• [EXERCISE INSTRUCTIONS]
1. Answer these from the passage on Love's Metamorphosis:
(a) On what date was the play entered into the Stationers' Register?
(b) In which edition was the play first reprinted after 1601?
(c) What does Cupid turn the three nymphs into?
2. Write the next part of the passage on Love's Metamorphosis, picking up after its final sentence.

• [PASSAGE FOR REVIEW]
● ● ● ● ●
Love's Metamorphosis is an Elizabethan era stage play, an allegorical pastoral written by John Lyly. It was the last of his dramas to be printed.

==Performance and Publication==
Love's Metamorphosis was entered into the Stationers' Register on 25 November 1600, and was first published in 1601 in a quarto issued by the bookseller William Wood. The title page of the 1601 quarto calls the play a "witty and courtly pastoral," and states that it was first staged by the Children of Paul's, the troupe of child actors that was Lyly's regular company, and "now" (c. 1600) by the Children of the Chapel. "Probably the Paul's boys produced it c. 1589-90, and the Chapel revived it in 1600-1."

Love's Metamorphosis was left out of Six Court Comedies (1632), the first collected edition of Lyly's plays; and there is no evidence that it was ever a "Court comedy," that it was ever acted at Court. The play was not reprinted until F. W. Fairholt's 1858 edition of Lyly's collected works.

==Sources==
Lyly borrowed some elements for his play (the story of Erisichthon) from the Metamorphoses of Ovid, and others from a 1588 prose pamphlet by Robert Greene, known alternatively as Greene's Metamorphosis and Alcida. Most of the play, however, is judged to be original with Lyly.

==Synopsis==
Set in Arcadia, the play's plot contains two strains: the main plot features Ceres and three of her nymphs, Nisa, Celia, and Niobe; the three foresters or shepherds who love them, Ramis, Montanus, and Silvestris; and Cupid. Cupid punishes the nymphs for their disdain of the shepherds, by transforming them into a rock, a rose, and a bird.
● ● ● ● ●
• [RECORD SET]

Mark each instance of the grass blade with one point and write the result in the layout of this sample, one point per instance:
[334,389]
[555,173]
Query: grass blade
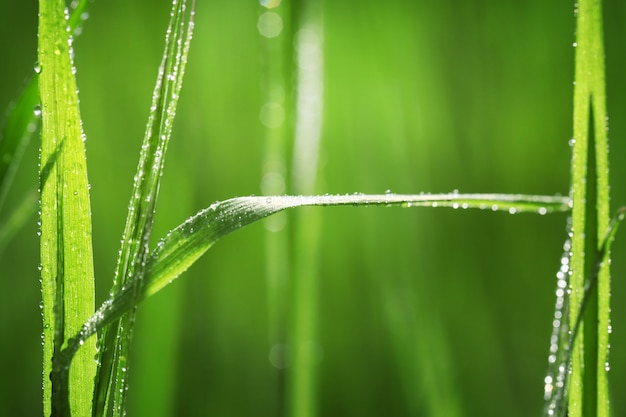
[188,242]
[588,393]
[17,129]
[66,250]
[114,343]
[557,381]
● ● ● ● ●
• [ANSWERS TO THE PROBLEMS]
1.
(a) 25 November 1600
(b) F. W. Fairholt's 1858 edition of Lyly's collected works
(c) A rock, a rose, and a bird

2.
The subplot involves the churlish and brutal peasant Erisichthon, who chops down a sacred tree and thereby takes the life of Fidelia, a transformed nymph. Ceres punishes him with famine, and he responds by selling his daughter Protea to a merchant. Protea escapes her servitude via a prayer to Neptune and a disguise as a fisherman; she returns home, and masquerades as the revenging ghost of Ulysses to rescue Petulius, her beloved, from a Siren.

Ceres appeals to Cupid to release her nymphs; Cupid agrees, if Ceres will pardon Erisichthon. (The faithful love of Protea for Petulius has earned her Cupid's protection.) The nymphs are restored to their original forms once they agree to accept the three humans as husbands; the quadruple wedding is held at the house of Erisichthon.

Love's Metamorphosis differs from most of Lyly's plays in that it lacks the overtly comical and farcical elements that Lylian dramas normally possess. Strikingly, the play features none of the witty pages that are standard for Lyly. As a result, some critics have speculated that the extant text is a revised version of a more typical Lyly original.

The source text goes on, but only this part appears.